─── Data shown

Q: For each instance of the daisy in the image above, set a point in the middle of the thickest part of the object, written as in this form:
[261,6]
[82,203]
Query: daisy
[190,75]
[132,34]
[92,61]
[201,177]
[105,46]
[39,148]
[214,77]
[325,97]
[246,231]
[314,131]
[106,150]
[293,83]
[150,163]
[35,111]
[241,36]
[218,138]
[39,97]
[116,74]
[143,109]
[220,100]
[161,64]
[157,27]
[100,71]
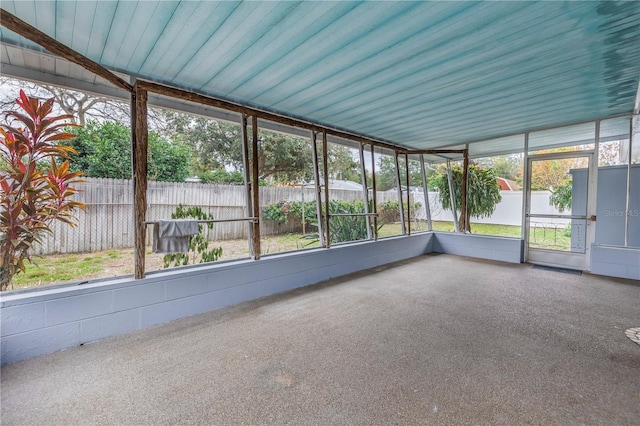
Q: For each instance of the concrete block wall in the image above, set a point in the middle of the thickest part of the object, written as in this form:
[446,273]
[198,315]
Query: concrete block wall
[480,246]
[49,320]
[622,262]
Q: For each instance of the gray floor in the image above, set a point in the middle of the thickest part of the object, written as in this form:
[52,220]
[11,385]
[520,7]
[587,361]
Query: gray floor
[435,340]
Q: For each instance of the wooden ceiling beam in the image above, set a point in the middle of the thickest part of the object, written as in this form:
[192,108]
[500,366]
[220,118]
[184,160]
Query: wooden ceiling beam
[29,32]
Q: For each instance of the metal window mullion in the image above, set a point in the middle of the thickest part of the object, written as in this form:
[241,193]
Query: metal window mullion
[526,191]
[374,193]
[592,197]
[452,197]
[406,169]
[399,185]
[325,166]
[255,189]
[627,204]
[247,179]
[365,191]
[318,187]
[425,191]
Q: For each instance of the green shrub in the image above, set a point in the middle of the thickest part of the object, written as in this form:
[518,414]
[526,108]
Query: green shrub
[198,244]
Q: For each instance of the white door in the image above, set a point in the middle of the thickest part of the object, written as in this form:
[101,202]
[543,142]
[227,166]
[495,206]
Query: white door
[559,236]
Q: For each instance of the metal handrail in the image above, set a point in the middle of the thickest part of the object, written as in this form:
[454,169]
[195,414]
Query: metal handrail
[353,214]
[249,219]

──────

What to do
Render the stretch of the items above from the line containing "Q: For each instance of the metal window" through the end of the items as a JSON list of strings, one string per line, leaving out any blank lines.

Exercise solution
[
  "Q: For each instance of the metal window mullion in the image above, set a point in the middle of the thickest part of the object, written as in this form:",
  "[241,193]",
  "Query: metal window mullion",
  "[526,191]",
  "[374,193]",
  "[592,197]",
  "[452,197]",
  "[406,169]",
  "[399,185]",
  "[325,166]",
  "[255,189]",
  "[627,204]",
  "[247,179]",
  "[365,191]",
  "[318,187]",
  "[425,191]",
  "Q: For each instance of the green shrub in the image above, set a point in the middle of the thickest part of the object, written as in this form:",
  "[518,414]",
  "[526,108]",
  "Query: green shrub",
  "[198,244]",
  "Q: For each instance of the white door in the image above, set a point in the middle of the thickest part of the object, written as in this form:",
  "[101,202]",
  "[543,142]",
  "[227,166]",
  "[495,206]",
  "Query: white door",
  "[559,236]",
  "Q: For each instance of the metal handrail in the image above, set a point in the middle of the thickest part of the object, written as in this form:",
  "[454,169]",
  "[195,414]",
  "Query: metal handrail",
  "[353,214]",
  "[249,219]"
]